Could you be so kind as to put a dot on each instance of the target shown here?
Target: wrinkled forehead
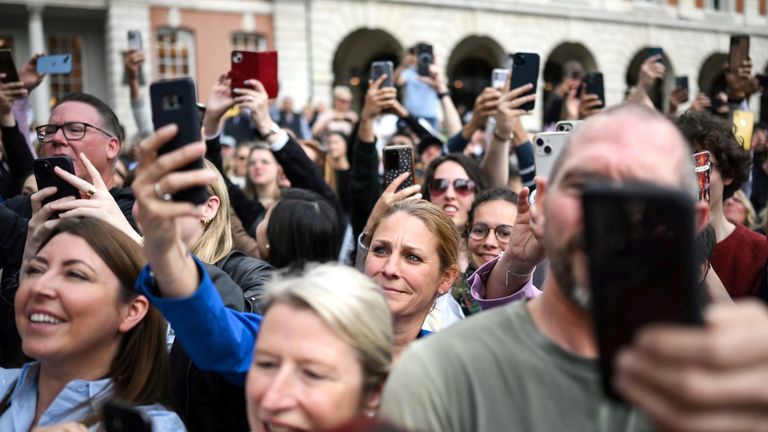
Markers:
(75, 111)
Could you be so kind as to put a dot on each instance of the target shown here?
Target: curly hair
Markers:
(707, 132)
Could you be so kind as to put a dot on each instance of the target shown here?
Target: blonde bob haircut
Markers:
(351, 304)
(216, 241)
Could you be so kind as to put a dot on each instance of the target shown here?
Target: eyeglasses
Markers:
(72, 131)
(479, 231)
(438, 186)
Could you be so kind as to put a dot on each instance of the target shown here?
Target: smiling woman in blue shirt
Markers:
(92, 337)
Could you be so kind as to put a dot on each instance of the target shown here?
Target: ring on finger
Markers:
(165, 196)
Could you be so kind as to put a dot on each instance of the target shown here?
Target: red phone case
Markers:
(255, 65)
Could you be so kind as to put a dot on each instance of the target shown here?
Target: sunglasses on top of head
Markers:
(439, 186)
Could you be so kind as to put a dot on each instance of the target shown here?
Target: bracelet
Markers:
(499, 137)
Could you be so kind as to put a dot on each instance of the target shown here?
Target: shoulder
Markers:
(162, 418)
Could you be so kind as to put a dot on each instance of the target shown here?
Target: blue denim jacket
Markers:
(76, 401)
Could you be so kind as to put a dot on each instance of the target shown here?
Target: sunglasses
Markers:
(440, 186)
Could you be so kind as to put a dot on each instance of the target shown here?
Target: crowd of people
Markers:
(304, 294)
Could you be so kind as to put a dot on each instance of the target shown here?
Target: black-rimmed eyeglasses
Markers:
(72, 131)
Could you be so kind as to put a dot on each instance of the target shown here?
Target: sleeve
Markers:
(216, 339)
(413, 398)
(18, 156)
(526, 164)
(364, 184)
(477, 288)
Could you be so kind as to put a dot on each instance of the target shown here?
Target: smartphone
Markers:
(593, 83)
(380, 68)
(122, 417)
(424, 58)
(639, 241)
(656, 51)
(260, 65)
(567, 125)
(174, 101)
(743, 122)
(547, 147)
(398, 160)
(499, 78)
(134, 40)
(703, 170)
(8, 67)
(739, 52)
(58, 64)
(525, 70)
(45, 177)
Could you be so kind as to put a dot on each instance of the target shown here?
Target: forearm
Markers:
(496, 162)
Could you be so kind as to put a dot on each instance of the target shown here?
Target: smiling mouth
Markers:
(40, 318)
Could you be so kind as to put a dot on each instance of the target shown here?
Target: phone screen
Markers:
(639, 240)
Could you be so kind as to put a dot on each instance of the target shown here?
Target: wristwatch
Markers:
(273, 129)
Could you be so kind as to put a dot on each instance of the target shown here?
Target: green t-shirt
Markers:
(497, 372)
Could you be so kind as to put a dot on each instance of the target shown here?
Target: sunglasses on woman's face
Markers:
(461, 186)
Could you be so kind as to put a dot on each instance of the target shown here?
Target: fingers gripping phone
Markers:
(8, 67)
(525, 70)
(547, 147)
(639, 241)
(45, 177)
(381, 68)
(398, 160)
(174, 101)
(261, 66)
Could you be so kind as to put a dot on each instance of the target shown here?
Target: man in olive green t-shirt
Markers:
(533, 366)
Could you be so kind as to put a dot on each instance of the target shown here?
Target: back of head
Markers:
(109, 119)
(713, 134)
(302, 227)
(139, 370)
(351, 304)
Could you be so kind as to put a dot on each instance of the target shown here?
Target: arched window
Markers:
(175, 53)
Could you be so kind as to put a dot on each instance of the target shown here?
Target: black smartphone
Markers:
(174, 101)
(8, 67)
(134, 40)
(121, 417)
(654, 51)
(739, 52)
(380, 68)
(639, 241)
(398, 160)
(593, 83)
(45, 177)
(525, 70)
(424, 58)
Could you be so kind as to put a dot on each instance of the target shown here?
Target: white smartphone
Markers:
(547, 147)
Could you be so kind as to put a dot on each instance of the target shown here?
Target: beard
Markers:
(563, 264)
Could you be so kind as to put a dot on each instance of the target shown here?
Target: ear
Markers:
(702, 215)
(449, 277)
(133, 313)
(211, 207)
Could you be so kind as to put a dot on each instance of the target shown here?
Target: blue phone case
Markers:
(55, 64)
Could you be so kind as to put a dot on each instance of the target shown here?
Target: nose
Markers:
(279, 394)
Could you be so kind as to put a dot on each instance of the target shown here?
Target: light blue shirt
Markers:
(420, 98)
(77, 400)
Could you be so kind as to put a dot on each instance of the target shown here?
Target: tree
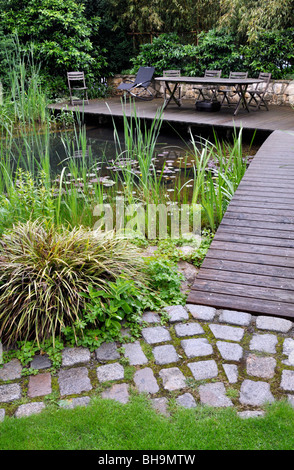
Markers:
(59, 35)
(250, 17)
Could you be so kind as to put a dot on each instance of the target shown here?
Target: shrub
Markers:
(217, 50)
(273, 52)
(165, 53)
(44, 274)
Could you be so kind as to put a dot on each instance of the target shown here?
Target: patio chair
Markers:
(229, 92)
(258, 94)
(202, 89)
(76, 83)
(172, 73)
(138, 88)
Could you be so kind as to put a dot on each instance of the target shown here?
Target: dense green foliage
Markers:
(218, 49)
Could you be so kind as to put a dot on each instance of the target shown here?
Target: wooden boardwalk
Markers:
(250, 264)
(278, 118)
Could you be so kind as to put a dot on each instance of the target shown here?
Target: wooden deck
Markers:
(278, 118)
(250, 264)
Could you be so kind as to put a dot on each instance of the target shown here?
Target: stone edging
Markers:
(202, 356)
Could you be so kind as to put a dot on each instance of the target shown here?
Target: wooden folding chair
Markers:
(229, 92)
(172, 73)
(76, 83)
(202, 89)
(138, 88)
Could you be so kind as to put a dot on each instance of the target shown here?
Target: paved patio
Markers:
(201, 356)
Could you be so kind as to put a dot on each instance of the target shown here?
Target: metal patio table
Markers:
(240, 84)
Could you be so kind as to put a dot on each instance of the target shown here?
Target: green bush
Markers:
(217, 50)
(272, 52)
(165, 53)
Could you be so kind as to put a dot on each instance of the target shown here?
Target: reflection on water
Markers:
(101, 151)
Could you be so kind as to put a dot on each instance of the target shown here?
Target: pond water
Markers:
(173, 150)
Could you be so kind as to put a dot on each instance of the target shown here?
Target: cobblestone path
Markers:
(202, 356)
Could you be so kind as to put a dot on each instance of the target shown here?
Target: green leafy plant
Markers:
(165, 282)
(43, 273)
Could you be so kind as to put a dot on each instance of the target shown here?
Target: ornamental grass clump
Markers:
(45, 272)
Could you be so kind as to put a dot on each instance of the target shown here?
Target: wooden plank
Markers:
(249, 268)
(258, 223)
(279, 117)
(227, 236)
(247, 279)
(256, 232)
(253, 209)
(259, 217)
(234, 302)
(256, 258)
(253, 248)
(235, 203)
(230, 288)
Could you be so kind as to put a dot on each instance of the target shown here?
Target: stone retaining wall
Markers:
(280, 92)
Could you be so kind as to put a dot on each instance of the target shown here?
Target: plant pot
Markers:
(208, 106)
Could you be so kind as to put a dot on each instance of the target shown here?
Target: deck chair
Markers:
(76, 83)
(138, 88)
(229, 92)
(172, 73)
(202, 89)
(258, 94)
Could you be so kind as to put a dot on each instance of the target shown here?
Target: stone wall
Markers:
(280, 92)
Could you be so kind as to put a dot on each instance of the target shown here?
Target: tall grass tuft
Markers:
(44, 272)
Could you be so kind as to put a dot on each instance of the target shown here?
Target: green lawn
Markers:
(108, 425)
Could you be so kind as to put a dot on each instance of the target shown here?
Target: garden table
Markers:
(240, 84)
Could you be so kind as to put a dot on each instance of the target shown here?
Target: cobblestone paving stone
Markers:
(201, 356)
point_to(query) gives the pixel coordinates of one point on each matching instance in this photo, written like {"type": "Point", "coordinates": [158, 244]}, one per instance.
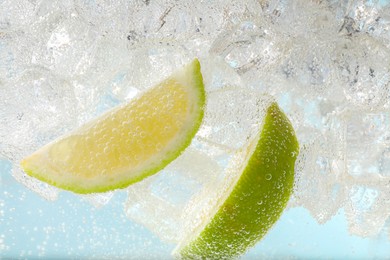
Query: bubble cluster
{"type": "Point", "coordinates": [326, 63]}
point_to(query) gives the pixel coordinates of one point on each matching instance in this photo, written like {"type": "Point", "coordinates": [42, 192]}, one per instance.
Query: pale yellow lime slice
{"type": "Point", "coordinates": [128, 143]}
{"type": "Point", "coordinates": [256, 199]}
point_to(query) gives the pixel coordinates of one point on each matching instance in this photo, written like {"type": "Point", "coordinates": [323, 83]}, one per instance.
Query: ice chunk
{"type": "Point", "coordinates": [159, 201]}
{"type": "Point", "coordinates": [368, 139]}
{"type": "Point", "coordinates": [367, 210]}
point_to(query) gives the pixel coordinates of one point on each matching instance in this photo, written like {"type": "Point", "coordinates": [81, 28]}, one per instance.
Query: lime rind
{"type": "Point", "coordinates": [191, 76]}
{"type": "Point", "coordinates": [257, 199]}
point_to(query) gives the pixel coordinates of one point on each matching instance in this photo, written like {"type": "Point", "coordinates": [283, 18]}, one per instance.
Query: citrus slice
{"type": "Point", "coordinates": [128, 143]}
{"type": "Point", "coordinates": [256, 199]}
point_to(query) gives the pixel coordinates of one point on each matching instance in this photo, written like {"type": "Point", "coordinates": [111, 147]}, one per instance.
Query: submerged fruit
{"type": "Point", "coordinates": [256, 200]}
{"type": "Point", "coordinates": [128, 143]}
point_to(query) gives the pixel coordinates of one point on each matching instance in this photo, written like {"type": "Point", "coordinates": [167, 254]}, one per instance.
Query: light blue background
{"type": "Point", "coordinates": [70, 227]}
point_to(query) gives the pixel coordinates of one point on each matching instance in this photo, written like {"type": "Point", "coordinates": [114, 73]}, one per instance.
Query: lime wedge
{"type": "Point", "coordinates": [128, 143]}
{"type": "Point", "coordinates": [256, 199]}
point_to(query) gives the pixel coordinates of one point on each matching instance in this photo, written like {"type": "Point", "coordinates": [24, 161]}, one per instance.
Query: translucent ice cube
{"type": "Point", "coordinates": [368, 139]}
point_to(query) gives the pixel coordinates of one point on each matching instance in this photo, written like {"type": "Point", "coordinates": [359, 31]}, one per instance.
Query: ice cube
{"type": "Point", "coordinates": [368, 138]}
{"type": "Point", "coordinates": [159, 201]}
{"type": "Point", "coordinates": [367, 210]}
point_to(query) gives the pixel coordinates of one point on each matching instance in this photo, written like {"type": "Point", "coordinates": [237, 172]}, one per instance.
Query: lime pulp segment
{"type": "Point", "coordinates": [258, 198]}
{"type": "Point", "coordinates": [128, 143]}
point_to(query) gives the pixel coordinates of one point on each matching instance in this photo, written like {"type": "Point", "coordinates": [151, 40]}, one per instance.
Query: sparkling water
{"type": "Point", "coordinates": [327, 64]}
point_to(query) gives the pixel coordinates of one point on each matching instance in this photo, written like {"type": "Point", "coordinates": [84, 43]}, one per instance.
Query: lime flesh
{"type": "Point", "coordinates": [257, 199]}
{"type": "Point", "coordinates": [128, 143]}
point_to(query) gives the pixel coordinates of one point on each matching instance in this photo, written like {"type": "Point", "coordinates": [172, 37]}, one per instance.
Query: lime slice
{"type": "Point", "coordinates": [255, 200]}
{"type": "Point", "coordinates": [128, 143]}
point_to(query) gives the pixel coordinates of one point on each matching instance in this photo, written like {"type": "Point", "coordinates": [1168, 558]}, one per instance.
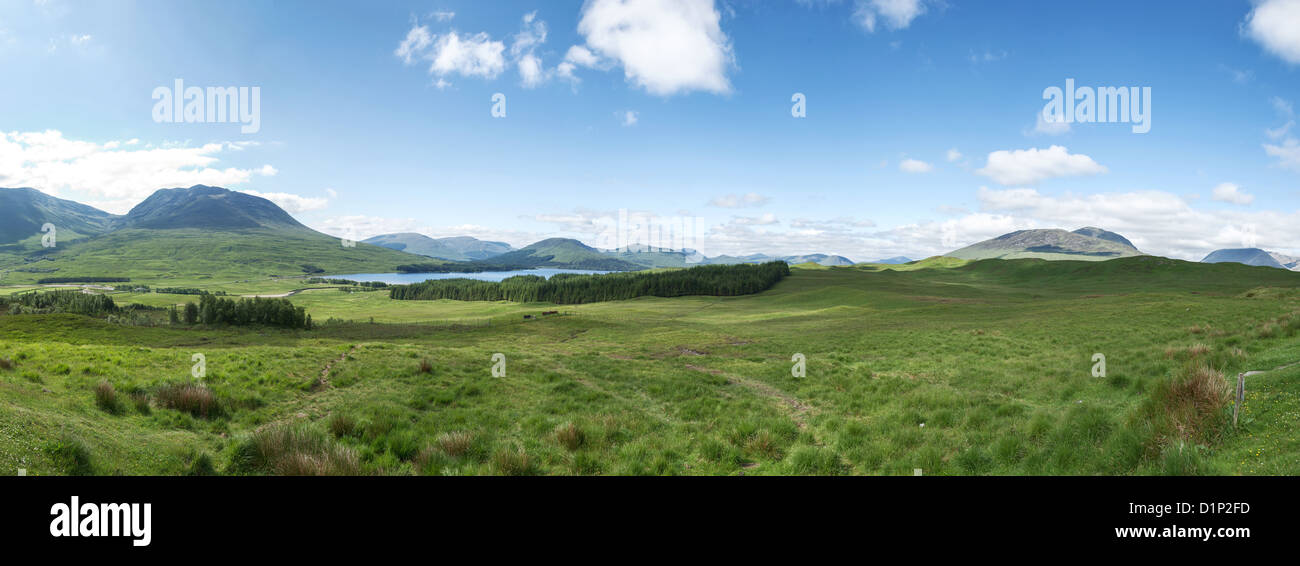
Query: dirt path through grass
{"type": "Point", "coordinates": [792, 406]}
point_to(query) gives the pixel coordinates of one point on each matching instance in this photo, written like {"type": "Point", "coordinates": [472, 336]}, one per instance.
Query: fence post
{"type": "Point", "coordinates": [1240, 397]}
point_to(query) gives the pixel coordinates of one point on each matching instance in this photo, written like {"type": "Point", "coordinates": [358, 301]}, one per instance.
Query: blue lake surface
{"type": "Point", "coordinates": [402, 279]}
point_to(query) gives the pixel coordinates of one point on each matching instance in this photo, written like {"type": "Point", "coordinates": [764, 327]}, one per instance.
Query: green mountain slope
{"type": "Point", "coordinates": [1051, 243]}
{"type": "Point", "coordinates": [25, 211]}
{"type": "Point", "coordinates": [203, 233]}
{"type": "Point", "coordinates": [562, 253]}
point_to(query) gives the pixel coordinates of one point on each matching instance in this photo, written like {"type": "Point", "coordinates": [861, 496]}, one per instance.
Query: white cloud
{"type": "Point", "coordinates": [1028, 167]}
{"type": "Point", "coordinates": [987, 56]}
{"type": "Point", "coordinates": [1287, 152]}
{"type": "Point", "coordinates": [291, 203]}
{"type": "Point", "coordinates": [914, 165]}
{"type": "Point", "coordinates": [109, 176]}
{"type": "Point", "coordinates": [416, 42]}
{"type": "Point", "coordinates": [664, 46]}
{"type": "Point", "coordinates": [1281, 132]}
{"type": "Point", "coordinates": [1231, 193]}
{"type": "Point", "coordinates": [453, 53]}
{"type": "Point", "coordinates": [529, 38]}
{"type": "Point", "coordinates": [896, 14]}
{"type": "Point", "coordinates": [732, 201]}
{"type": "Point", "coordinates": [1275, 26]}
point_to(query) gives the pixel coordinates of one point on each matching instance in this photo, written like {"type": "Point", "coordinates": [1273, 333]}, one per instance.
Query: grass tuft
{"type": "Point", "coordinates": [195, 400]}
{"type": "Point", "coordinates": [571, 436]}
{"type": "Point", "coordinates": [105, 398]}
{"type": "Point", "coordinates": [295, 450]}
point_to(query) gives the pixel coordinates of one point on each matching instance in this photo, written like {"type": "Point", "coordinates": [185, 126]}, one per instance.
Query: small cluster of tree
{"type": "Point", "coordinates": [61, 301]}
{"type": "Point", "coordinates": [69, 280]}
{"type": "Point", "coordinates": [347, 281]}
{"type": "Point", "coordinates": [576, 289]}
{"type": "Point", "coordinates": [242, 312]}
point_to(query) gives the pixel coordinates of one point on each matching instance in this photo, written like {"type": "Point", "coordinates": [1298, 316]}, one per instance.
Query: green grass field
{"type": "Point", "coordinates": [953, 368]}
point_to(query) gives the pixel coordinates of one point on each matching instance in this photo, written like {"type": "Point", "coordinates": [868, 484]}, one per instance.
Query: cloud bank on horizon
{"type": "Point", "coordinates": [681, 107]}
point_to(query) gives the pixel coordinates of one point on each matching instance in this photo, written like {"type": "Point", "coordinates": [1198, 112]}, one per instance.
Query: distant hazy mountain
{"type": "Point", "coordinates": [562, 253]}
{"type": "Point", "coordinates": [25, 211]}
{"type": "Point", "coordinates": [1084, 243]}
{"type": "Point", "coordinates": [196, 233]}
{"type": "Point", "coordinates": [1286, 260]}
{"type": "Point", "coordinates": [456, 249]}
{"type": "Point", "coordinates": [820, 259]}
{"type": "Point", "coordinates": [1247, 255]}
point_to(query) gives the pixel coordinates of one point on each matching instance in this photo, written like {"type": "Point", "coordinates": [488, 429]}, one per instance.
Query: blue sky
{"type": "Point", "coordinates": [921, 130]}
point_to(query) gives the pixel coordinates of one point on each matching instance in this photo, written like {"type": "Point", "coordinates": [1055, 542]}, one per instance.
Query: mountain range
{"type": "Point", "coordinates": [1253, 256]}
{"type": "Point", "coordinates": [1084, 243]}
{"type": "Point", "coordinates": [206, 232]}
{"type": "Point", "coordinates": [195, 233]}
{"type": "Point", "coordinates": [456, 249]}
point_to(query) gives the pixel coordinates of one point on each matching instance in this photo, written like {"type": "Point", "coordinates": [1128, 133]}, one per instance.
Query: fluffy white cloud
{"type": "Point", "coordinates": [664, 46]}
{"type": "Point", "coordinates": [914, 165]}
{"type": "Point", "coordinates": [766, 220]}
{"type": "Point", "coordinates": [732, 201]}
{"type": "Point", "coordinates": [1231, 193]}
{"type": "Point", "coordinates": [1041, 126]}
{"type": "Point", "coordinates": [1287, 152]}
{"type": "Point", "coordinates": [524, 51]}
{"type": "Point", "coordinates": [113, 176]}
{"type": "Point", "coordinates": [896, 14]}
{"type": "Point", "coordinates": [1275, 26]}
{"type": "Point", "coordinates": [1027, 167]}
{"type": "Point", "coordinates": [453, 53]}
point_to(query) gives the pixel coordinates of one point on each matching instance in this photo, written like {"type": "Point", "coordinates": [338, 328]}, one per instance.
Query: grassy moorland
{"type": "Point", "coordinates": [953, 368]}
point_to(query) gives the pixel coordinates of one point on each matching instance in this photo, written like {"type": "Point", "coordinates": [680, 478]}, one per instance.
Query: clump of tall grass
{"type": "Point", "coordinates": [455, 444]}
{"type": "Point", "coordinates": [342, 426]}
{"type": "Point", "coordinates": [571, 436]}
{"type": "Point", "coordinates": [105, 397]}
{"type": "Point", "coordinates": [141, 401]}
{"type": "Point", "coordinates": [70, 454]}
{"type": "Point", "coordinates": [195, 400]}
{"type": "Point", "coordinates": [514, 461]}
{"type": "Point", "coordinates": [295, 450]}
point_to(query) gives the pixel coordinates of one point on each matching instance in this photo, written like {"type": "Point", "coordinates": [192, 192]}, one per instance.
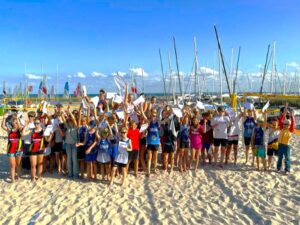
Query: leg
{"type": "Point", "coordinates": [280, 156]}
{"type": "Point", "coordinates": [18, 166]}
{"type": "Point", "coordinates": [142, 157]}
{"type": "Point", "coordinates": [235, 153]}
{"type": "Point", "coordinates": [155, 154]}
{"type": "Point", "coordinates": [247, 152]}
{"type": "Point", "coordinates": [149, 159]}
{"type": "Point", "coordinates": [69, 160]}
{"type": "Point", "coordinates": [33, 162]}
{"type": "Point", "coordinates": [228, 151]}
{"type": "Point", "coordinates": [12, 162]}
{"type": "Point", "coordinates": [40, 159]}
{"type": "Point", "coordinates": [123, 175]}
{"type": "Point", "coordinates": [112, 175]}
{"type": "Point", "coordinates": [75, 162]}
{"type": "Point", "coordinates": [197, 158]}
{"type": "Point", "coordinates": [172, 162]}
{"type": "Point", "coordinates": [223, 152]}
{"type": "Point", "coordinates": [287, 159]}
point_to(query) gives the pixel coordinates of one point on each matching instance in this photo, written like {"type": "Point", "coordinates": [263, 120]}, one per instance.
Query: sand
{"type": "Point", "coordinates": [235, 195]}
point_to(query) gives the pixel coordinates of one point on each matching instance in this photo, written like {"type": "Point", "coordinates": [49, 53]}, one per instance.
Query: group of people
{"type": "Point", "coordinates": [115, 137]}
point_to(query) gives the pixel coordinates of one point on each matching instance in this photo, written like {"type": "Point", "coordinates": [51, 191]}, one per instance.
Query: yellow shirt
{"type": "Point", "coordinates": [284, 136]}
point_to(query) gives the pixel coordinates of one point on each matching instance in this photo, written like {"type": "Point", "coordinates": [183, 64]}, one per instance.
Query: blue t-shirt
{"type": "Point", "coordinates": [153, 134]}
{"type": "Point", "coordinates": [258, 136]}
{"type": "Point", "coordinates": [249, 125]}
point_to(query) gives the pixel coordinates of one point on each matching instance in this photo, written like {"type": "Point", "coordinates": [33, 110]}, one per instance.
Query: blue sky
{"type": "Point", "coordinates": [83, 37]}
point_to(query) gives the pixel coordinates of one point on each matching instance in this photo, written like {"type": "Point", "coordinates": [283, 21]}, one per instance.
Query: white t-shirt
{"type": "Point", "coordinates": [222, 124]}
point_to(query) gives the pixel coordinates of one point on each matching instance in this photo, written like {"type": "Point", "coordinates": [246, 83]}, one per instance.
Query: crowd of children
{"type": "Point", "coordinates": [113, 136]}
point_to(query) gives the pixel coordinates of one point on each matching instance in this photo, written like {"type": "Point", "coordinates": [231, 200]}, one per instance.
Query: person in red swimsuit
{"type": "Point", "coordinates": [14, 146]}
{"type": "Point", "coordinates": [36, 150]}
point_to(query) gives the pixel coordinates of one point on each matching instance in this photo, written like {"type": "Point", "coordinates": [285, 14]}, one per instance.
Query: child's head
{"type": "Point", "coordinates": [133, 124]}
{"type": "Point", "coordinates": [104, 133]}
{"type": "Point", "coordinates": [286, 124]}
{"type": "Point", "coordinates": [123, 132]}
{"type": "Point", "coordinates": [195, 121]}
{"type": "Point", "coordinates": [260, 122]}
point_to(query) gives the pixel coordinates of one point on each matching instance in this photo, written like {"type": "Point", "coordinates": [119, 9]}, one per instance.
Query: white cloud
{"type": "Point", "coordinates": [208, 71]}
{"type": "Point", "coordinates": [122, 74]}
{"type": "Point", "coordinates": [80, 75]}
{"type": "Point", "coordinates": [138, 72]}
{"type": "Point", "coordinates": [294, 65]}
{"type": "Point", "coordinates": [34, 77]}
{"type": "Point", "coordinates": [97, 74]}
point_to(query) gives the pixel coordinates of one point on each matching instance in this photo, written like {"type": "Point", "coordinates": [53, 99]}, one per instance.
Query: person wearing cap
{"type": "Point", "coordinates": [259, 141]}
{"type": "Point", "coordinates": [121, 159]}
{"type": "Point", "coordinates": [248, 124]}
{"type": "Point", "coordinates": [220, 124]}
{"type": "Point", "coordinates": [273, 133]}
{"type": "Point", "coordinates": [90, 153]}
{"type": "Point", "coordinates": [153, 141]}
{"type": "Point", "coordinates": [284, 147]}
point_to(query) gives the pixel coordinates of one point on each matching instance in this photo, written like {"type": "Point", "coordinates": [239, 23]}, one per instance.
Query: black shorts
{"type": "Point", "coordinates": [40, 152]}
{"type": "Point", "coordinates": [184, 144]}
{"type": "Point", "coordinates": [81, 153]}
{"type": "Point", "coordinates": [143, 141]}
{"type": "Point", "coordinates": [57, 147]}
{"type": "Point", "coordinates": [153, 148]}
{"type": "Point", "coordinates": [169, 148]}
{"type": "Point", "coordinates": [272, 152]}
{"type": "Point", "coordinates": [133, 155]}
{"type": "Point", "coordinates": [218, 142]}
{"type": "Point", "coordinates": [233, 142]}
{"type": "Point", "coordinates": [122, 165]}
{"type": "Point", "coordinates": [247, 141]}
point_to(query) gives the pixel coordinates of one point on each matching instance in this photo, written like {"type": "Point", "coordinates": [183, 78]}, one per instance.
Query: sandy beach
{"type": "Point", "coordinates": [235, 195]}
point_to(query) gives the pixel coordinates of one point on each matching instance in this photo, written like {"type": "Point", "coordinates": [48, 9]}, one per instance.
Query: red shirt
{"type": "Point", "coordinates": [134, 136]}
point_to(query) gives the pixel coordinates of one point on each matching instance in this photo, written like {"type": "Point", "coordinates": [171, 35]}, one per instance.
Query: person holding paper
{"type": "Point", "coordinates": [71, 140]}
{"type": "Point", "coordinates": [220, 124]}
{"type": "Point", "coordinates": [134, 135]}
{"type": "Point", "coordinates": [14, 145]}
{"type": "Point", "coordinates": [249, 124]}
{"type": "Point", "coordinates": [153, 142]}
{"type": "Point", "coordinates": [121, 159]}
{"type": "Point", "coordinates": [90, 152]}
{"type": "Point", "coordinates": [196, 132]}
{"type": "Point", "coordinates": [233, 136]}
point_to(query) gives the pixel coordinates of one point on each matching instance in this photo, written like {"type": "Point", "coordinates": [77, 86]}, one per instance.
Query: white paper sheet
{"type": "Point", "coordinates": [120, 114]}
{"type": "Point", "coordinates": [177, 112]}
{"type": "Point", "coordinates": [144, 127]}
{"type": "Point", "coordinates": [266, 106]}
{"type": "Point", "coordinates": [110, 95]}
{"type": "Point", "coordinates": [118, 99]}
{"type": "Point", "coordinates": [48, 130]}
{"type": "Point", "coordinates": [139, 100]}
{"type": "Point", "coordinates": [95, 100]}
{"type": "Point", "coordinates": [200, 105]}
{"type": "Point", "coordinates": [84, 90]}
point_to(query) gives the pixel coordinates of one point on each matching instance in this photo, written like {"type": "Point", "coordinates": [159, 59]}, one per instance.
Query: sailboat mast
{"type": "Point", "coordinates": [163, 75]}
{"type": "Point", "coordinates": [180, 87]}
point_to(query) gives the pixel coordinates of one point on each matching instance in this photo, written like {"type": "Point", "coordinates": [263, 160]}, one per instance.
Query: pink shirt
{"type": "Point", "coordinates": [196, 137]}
══════
▶ [The task] Go over the data above and copy every line that has the word "cobblestone" in it.

▶ [Finished exercise]
Target: cobblestone path
Target: cobblestone paving stone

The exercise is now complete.